▶ _Source extract_:
(begin)

Apple Ireland’s 2022 accounts recorded revenues of €204.1 billion and profits of €63.5 billion. Though they do not report Irish corporation tax payments, applying the 12.5% standard corporation tax rate to those profits would result in a tax bill of €7.9 billion. Google Ireland reported revenues of €64.8 billion in 2021. Gross profits were €50.5 billion but pretax profits were just €2.84 billion and the company paid €395.8 million in corporation tax.

Meta Platforms Ireland Limited recorded revenues of €52.3 billion in 2021 and pre-tax profits of €1.184 billion. The firm paid €699.3m in corporation tax comprising €485.89mm relating to the company’s 2021 activities plus a further €212.3m to resolve outstanding tax matters relating to previous years.

Microsoft’s two main Irish subsidiaries (Microsoft Ireland Operations Limited and Microsoft Ireland Research) recorded cumulative revenues of €104 billion in 2022. This resulted in a corporation tax bill of €2.7 billion.

In short, Irish tax revenues are disproportionately reliant on revenues levied on the Tech Giants. And, regardless of whether such corporations seek to exploit the leverage their continued presence in Ireland constitutes when dealing with the Irish state, it is manifestly obvious that such leverage is potentially available to them.

There are two “notorious” contexts in which this potential influence might be considered. The first is the long-running dispute between the European Commission and Apple regarding Apple’s Tax Liability in Ireland. In 2016, after a two-year investigation, the Commission published a report in which it concluded that Apple’s tax arrangements in Ireland between 2004 and 2014 constituted a form of state aid and was thus illegal under EU Competition Rules. The Commission argued that the particular manner in which Apple had availed of the Double Irish scheme (see above) was dependent on two rulings from the Irish Revenue Commissioners specific to Apple. Since these rulings did not apply to other companies, the Commission adjudged that Apple had effectively received preferential treatment which constituted a form of state aid. According to the Commission the effect of this was to reduce Apple’s effective tax rate in Ireland from 1% in 2003 to 0.005% by 2014. Given this the Commission ordered Apple to repay the taxes it should have been liable for, a sum equivalent to €13bn plus interest.

Irish State and Apple Side by Side

Apple immediately moved to appeal the judgement while depositing €13bn into an escrow account while the appeal took place. Perhaps surprisingly, the Irish state actively supported Apple’s appeal arguing that Apple had not received any special tax advantages. The apparent eagerness of the state to avoid receipt of a sum then equivalent to 10% of GDP might seem surprising. However, it is critical to emphasise that, from the perspective of the Irish government, the Commission ruling threatened to undermine a key element of Ireland’s competitive offering when seeking to attract transnational capital. In July 2020, the European General Court found in favour of Apple, stating that the Commission had failed to demonstrate that Apple had received special tax advantages from the Irish state to the required legal standard. The ruling was met with quiet relief by the Irish government but was immediately appealed by the Commission. As of summer 2023 the appeal process is still ongoing (and will not be completed until November of that year). However, it appears unlikely that the European Court of Justice will reverse the July 2020 decision.

(end)

▶ _Requirements_:
1. Rewrite the paragraph of the Irish tax passage that begins "Apple Ireland's 2022 accounts" as a short bulleted list that keeps its main figures.
2. Return, word for word, the stretch of the Irish tax passage from "Meta Platforms Ireland Limited" through "of €2.7 billion.".
3. Write the next part of the Irish tax passage, picking up after its final sentence.
The lines are separate material with no connection to the Irish tax passage.

▶ _Provided material_:
(begin)

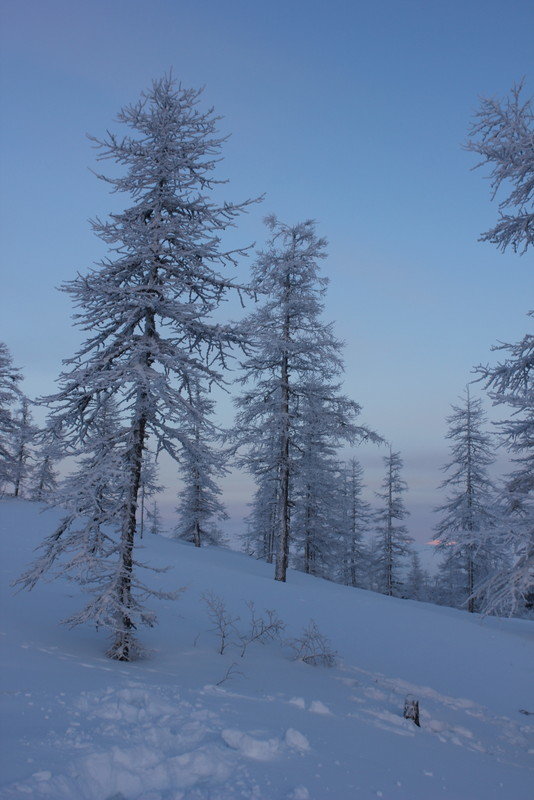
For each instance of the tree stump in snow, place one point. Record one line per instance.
(411, 710)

(end)

▶ _Response list_:
1.
- Apple Ireland, 2022: revenues of €204.1 billion and profits of €63.5 billion. Corporation tax payments are not reported, but applying the 12.5% standard rate to those profits would give a tax bill of €7.9 billion.
- Google Ireland, 2021: revenues of €64.8 billion, gross profits of €50.5 billion, pretax profits of €2.84 billion, and €395.8 million paid in corporation tax.

2.
Meta Platforms Ireland Limited recorded revenues of €52.3 billion in 2021 and pre-tax profits of €1.184 billion. The firm paid €699.3m in corporation tax comprising €485.89mm relating to the company’s 2021 activities plus a further €212.3m to resolve outstanding tax matters relating to previous years.

Microsoft’s two main Irish subsidiaries (Microsoft Ireland Operations Limited and Microsoft Ireland Research) recorded cumulative revenues of €104 billion in 2022. This resulted in a corporation tax bill of €2.7 billion.

3.
Irish Data Protection Commission: A ‘Safe Harbour’ for Data?

The other major context in which we might consider relates to the connections between the Irish Data Protection Commission (DPC), General Data Protection Regulations (GDPR) and how the latter are applied to the Tech Giants located in Dublin and thus under the regulatory purview of the DPC. In 2013, an Austrian law student, Max Schrems filed a complaint against Facebook with the Irish Data Protection Commission arguing that Facebook was transferring his personal data (and that of all EU-based Facebook users) to the United States in a manner which contravened the EU’s data protection legislation. The EU’s legislation prohibits the transfer of data relating to EU citizens to non-EU countries unless the company transferring the data can guarantee that it is “adequately” protected. Schrems' complaint occurred in the context of the 2013 revelations from whistleblower Edward Snowden regarding the US National Security Agency’s operation of its PRISM programme which collected user communications content from a variety of tech companies (including Facebook) for intelligence purposes. In effect Schrems argued that in transferring data relating to EU citizens to Facebook in the US, Facebook was potentially making that data available to the NSA. The then Irish Data Protection Commissioner rejected the complaint citing the existence of the 2000 US-EU “Safe Harbour” agreement which guaranteed a free flow of data between the EU and US provided the tech companies transferring that data accepted the jurisdiction of US enforcement bodies. Schrems appealed the decision to the Irish High Court who in turn referred it to the Court of Justice of the European Union. In September 2015, the Advocate-General of the Court, concluded that, in the light of the Snowden revelations, the 2000 Safe Harbour agreement was invalid as it could not be regarded as offering sufficient guarantees relating to the security of EU user data.

Although the Court decision meant that the hands of the DPC were no longer tied by the Safe Harbour agreement, Facebook specifically continued to transfer data arguing that it was permitted to do so on the basis of “standard contractual clauses” (SCCs) agreements which individual users signed up to a precondition for activating Facebook accounts. In December 2015 Schrems resubmitted his original Facebook-related complaint to the Irish DPC arguing that the SCCs should also be subject to the European Court ruling. The complaint was once again referred to the Irish High Court which, in March 2017, essentially agreed with Schrems’ position.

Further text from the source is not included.